### EXCERPTED TEXT
------------------------------------------------------------------------
Village in Leicestershire, England

Swepstone is a village in the civil parish of Swepstone and Newton Burgoland, in the North West Leicestershire district of Leicestershire, England, about five miles south of Ashby de la Zouch. The population of the civil parish at the 2011 census 656. The parish includes the villages of Swepstone and Newton Burgoland. On 1 March 2023 the parish was renamed from "Swepstone" to "Swepstone and Newton Burgoland".

The earliest documentation of the village is found in the Domesday Book where it appears as Scopestone. Later documentary appearances are given as Swepeston from around 1130 to 1471, and Swepston from 1234. The name is probably derived from the Old English personal name Sweppes, and the suffix tūn, meaning "Sweppi's farm or village".

Swepstone farmers regularly sold their cattle in local market towns. In 1597 three Swepstone farmers, Richard Dudley, William Chilwell and Thomas Burrows were called to give evidence in an archdeaconry court case. It is recorded that the three were drinking together in an alehouse near the market square in Atherstone while their beasts were tethered outside.

Swepstone's only public house is The Old Crown Inn, previously known as The Odd House, which serves food.

Planting of The National Forest is taking place near the village.
------------------------------------------------------------------------
### GOAL OF THE EXERCISE
Repeat the passage of the Swepstone text between "Swepstone's only public" and "near the village.", inclusive.

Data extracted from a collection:
------------------------------------------------------------------------
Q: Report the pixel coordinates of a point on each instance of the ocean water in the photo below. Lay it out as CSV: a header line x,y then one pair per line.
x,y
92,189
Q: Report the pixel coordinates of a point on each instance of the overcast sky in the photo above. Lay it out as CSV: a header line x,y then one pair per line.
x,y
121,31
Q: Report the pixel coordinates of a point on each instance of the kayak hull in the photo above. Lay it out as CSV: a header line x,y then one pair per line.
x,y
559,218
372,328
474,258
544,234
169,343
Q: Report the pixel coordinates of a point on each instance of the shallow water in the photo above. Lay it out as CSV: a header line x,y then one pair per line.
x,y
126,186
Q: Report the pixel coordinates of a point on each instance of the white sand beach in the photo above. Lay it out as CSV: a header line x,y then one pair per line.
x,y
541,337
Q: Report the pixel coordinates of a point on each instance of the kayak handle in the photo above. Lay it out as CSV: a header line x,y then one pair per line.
------------------------------------------------------------------------
### EXERCISE RESPONSE
Swepstone's only public house is The Old Crown Inn, previously known as The Odd House, which serves food.

Planting of The National Forest is taking place near the village.